▸ **Article**:

----------

[arin-ppml] Q1 - ARIN address transfer policy: why the trigger date?
Tom Vest
tvest at pch.net
Fri Jun 20 16:21:47 EDT 2008
Comments inline below.
On Jun 20, 2008, at 1:38 PM, Leo Bicknell wrote:
> In a message written on Fri, Jun 20, 2008 at 04:49:34PM +0000, Paul
> Vixie wrote:
>> isn't this inevitable in times of shortage, regardless of the shade
>> (regulated
>> or unregulated) of the market that inevitably occurs when humans face
>> shortages? if it is, then our choice is not whether a market
>> appears, but
>> rather, whether that inevitable market is regulated or unregulated.
>
> Without getting into the details of implementation (and by extension,
> how various countries have implemented them over time)...
>
> The two extremes are capitalism, which generally leads to the rich
> getting what they need and the poor getting nothing, and socialism,
> which generally leads to everyone getting a proportional amount
> (possibly less than they need).
>
> However, I think "shortage" doesn't encompass the entire situation
> in this case. The really interesting question is one of fungibility.

----------

Data listing
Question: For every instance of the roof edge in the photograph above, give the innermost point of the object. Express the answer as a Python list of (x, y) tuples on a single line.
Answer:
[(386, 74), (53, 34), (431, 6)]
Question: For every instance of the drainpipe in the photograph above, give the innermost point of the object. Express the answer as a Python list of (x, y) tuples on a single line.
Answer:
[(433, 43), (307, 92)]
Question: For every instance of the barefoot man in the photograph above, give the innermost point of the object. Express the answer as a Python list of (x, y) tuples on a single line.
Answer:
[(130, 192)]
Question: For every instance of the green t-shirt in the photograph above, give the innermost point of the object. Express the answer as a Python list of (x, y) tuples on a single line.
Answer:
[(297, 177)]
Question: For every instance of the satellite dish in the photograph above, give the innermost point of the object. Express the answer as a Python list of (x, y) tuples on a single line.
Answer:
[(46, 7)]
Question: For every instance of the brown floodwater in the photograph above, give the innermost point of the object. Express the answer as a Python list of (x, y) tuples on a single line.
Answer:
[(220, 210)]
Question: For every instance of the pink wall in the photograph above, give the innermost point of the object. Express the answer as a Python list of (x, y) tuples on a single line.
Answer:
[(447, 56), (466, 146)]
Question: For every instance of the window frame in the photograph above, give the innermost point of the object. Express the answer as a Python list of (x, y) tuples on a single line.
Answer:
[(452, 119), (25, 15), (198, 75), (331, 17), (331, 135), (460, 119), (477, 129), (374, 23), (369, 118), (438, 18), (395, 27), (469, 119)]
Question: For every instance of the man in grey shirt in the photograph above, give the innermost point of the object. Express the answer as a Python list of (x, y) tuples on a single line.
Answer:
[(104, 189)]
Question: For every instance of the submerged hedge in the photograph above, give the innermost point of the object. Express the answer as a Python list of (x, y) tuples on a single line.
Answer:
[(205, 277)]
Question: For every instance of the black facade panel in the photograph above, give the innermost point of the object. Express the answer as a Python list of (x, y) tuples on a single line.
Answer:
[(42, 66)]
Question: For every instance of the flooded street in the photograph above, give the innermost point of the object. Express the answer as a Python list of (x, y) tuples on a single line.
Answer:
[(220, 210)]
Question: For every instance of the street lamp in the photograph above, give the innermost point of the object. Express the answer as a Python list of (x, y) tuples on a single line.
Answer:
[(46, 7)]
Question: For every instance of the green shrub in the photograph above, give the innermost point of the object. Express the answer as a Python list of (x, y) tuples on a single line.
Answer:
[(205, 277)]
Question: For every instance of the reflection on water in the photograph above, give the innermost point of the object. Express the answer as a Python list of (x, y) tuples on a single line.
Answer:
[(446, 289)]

----------

▸ **To be done**:
1. Summarize the ARIN transfer policy message in two sentences.
2. Write a continuation of the ARIN transfer policy message that picks up after its final sentence.

▸ **Answers by task**:
1. Tom Vest introduces inline comments on an exchange in which Paul Vixie suggests that a market inevitably appears in times of shortage, so the real choice is whether that market is regulated or unregulated. Leo Bicknell replies by contrasting capitalism, which generally leaves the rich with what they need and the poor with nothing, with socialism, which generally gives everyone a proportional amount, and says that "shortage" does not cover the whole situation because the really interesting question is one of fungibility.

2.
> If your worry is that the poor eat then a freeze in Florida zapping
> the orange juice crop is not a big concern. Yes, the price of
> orange juice will rise, and only the rich will have orange juice;
> but it's not the case that the poor have nothing. They can have
> apple juice, or grape juice, or soda, or water, or lemonaid. To
> those on a budget beverage choice is highly fungible. This also
> has a great tempering effect on the orange juice market. When the
> price rises a small amount demand naturally eases, keeping the price
> from spiking to absurd levels.
>
> Compare with say, oil. For most consumers there's nothing they can
> put in their car tank besides gasoline, and swapping out the vehicle
> for a non-petroleum based vehicle is very difficult. A relatively
> modest supply issue causes huge spikes in the price as a result.
>
> So the debate hinges on how much you believe IPv4 and IPv6 are
> <mutually substitutable>. Are they like orange juice? If so it
> would take only a
> minor increase in IPv4 costs to drive people to IPv6, which would
> automatically prevent an IPv4 market from ever becoming a large,
> widespread thing. If you believe IPv4 is more like oil, and IPv6
> is like hydrogen technology, promising but not yet ready then the
> lack of IPv4 will create a huge, volatile market as people panic
> since there is no real way they can move to IPv6.
Hi Leo,
I think that, purely from a protocol/software standpoint, an
individual IPv6 address might be pretty close to substitutable for an
individual IPv4 address, if not today then pretty soon.
However, that narrow equivalence is dwarfed by other huge contrasts
between IPv4 and IPv6 -- gaps that might easily be exacerbated or
locked into place forever if IPv4 is privatized, or a decentralized
"transfer market" is legitimized, if you prefer that terminology.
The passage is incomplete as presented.